Extracto de página:
#####
Si las restricciones que nos pone el sistema internacional pueden obligarnos a ser más pragmáticos que principistas, ¿dónde queda el sello de una política internacional de izquierda? ¿Qué significaría decir que nuestra política internacional es humanista? Definitivamente la solución no está en el discurso o en el uso de alguna doctrina de política exterior, sino en poner en el centro de nuestras decisiones el bienestar de la gente. En el caso de Venezuela debemos decidir cómo usar nuestra capacidad de incidir para beneficio de la población venezolana, no de su gobierno o de la oposición. Si el costo es perder el aplauso fácil de algunos sectores de la población, no debería ser importante. En el caso de la migración a Estados Unidos tenemos que poner como nuestro objetivo central el bienestar de la población migrante, incluso si eso pareciera contradecir nuestros principios en la materia. Hay que escoger un mal menor. Y después queda ese espacio en que podemos ser principistas y mantener un discurso anticolonial en Palestina y a favor de la resolución pacífica de los conflictos en otros lados, probablemente porque lo único que podemos hacer a favor de esas poblaciones que sufren a miles de kilómetros de nosotros es darles la razón.

En suma, de lo que se trata es de encontrar la mejor manera de lidiar con las restricciones que el sistema internacional nos pone, siempre pensando en qué es lo más útil que desde México podemos hacer por el bien de cualquier ser humano en el planeta. Siempre inclinados a usar nuestras capacidades, pero con conciencia de nuestras limitaciones.
#####
Consigna 1: Localiza en las entradas de abajo cada línea que contenga la palabra "jacket" y cópiala.
#####
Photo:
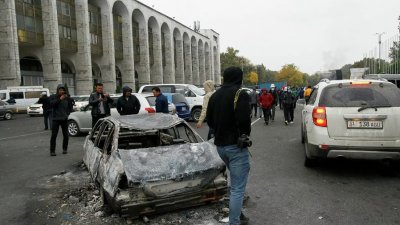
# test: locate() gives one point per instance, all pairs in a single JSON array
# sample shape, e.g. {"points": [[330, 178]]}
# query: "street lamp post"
{"points": [[380, 42]]}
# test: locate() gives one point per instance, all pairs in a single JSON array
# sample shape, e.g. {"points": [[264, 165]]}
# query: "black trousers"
{"points": [[48, 118], [288, 112], [255, 107], [267, 113], [96, 118], [54, 133]]}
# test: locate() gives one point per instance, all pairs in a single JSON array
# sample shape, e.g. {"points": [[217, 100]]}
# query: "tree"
{"points": [[251, 78], [292, 75]]}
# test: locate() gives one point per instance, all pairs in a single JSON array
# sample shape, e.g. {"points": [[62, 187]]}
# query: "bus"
{"points": [[24, 96]]}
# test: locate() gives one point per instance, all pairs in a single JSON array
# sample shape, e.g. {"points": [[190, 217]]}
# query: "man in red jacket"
{"points": [[266, 101]]}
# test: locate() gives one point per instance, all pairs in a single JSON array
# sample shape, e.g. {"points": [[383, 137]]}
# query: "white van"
{"points": [[24, 96], [193, 94]]}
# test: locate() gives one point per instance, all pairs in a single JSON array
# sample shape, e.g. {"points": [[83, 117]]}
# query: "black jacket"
{"points": [[94, 102], [130, 106], [45, 101], [61, 108], [228, 123], [162, 104]]}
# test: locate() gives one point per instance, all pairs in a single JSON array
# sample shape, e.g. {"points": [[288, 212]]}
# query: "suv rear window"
{"points": [[360, 95]]}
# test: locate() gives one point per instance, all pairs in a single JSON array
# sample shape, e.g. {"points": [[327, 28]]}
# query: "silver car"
{"points": [[152, 163], [81, 121], [356, 119]]}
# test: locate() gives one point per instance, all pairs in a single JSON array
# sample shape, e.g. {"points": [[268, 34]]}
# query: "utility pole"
{"points": [[380, 42]]}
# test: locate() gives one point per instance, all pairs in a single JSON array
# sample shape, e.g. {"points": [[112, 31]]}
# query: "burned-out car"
{"points": [[151, 163]]}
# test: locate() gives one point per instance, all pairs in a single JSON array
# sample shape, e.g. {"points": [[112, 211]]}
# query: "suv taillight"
{"points": [[319, 116], [150, 110]]}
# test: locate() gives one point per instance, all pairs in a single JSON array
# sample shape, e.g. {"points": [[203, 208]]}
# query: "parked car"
{"points": [[193, 95], [181, 104], [152, 101], [152, 163], [35, 110], [80, 101], [356, 119], [81, 121], [5, 111]]}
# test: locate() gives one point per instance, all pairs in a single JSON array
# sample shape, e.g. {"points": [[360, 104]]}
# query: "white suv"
{"points": [[356, 119]]}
#####
Consigna 2: Reproduce literalmente el pasaje del extracto sobre política internacional que aparece arriba, empezando por "En suma, de" y siguiendo hasta "de nuestras limitaciones.".

Respuesta del ejercicio 1:
# query: "man in red jacket"
# query: "black jacket"

Respuesta del ejercicio 2:
En suma, de lo que se trata es de encontrar la mejor manera de lidiar con las restricciones que el sistema internacional nos pone, siempre pensando en qué es lo más útil que desde México podemos hacer por el bien de cualquier ser humano en el planeta. Siempre inclinados a usar nuestras capacidades, pero con conciencia de nuestras limitaciones.